--- Passage Enclosed Below ---

Researchers may have come up with a new way for the body to manufacture helpful proteins - including certain highly potent but hard-to-produce antibodies - by reprogramming the immune system.
Traditional vaccines prompt immune cells called B cells to produce antibodies that recognize germs. Some viruses, however, such as the human immunodeficiency virus that causes AIDS, can shield their most vulnerable regions behind sugar molecules that resemble the body's own tissues and are largely ignored by the immune system.
So-called broadly neutralizing antibodies can circumvent these shields, but they arise from rarely produced cells only after a long and complex process of mutation. Most people will never produce them even if they are exposed to the antigens through careful vaccination regimens, the researchers explained in the journal Science.
The researchers wondered whether they could permanently install instructions for broadly neutralizing antibodies in the stem cells that give rise to B cells. If those stem cells were programmed correctly, every B cell they later produced would carry the same blueprint for producing broadly neutralizing antibodies, ready to be activated by vaccination.

--- End of Enclosed Passage ---
--- Record excerpts Enclosed Below ---

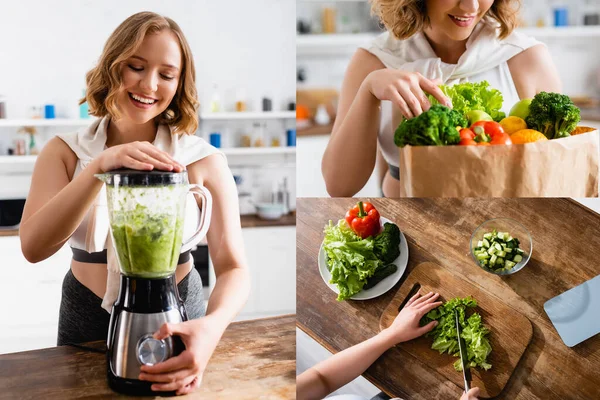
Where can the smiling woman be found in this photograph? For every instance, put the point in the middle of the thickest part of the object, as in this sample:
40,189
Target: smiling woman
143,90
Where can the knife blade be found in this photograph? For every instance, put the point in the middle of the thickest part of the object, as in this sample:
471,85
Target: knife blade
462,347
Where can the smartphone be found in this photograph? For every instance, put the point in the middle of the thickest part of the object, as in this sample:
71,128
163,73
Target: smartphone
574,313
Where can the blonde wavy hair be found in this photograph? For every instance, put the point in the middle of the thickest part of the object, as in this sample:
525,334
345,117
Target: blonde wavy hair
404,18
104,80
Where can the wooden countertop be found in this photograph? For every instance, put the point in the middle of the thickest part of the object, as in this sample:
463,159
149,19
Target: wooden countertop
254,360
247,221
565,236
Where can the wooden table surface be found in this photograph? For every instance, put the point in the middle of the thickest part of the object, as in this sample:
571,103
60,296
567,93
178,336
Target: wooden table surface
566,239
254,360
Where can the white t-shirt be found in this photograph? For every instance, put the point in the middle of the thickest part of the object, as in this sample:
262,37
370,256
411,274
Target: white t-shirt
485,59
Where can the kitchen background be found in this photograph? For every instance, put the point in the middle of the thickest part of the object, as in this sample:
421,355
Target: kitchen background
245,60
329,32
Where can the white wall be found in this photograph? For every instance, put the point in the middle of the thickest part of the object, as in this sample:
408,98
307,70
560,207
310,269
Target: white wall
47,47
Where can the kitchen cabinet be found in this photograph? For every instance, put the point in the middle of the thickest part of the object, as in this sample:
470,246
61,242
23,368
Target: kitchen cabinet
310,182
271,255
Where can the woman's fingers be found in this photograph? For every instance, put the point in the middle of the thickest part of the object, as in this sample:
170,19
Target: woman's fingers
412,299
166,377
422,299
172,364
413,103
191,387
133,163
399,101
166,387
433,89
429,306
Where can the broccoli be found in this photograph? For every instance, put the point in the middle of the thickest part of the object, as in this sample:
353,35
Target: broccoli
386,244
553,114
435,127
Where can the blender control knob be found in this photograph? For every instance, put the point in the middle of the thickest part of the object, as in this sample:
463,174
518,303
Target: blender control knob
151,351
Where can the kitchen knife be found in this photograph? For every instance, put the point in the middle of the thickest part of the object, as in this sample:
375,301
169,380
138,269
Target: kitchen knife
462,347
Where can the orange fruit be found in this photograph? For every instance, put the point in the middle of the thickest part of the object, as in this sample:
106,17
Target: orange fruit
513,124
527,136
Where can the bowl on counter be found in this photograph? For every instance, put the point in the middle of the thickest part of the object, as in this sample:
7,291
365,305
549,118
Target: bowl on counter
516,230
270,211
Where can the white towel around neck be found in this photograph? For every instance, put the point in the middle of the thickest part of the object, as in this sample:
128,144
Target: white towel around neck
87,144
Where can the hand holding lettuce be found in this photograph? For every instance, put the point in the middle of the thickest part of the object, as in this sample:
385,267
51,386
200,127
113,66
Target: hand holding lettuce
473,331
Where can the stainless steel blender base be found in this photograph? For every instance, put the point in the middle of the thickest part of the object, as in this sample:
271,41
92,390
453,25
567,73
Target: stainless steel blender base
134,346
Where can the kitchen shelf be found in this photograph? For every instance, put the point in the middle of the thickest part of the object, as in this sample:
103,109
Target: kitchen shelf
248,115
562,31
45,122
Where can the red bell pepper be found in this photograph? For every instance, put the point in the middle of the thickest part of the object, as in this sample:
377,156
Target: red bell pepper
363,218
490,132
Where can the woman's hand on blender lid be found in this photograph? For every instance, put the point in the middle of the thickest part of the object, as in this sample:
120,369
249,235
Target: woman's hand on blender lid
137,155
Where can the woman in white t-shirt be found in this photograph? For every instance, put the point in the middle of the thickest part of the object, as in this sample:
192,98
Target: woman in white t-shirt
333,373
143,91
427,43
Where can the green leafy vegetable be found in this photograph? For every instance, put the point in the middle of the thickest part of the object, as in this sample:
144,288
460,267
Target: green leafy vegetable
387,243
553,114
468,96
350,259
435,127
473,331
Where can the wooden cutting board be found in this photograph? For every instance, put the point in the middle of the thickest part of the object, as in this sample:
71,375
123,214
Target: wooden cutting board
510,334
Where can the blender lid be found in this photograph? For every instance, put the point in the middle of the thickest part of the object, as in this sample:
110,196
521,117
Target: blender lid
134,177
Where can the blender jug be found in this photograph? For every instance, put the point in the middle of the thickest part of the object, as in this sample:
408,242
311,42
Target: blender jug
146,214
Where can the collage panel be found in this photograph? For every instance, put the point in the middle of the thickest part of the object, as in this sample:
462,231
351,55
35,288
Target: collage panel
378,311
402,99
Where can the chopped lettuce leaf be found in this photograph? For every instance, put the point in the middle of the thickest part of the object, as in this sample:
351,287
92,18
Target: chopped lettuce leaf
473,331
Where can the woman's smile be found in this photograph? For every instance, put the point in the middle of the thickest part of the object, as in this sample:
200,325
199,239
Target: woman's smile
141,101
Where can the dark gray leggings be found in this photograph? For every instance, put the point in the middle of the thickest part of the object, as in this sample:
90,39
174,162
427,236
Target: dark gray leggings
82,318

--- End of Enclosed Record excerpts ---

What you should do:
Carry on the passage about reprogramming B cells to make broadly neutralizing antibodies, starting after its last sentence. The material shown above was taken from a different source than the text.

Result of this exercise:
As a proof of concept, the team used CRISPR gene-editing tools to insert the genetic blueprint for producing the rare, protective broadly neutralizing antibodies directly into immature stem cells and injected the cells into mice. These stem cells later developed into B cells programmed to produce the engineered antibody.
Only a few dozen edited stem cells transplanted into the mice were necessary to trigger production of large amounts of broadly neutralizing antibodies that persisted long-term.
The approach was successful at generating antibodies against HIV, influenza and malaria, according to a perspective article published with the report.
Human stem cells edited using the same approach also gave rise to functional immune cells, suggesting the approach might one day work in people, the researchers said.
Study leader Harald Hartweger of Rockefeller University sees potential uses down the road for the technology for a wide variety of health issues.
"HIV antibodies, of course, but also solutions that address protein deficiencies and metabolic disease, as well as an antibody to treat inflammatory disease or the flu, or one for cancer," he said in a statement. "This is a step in that direction, showing the feasibility of making life-saving proteins."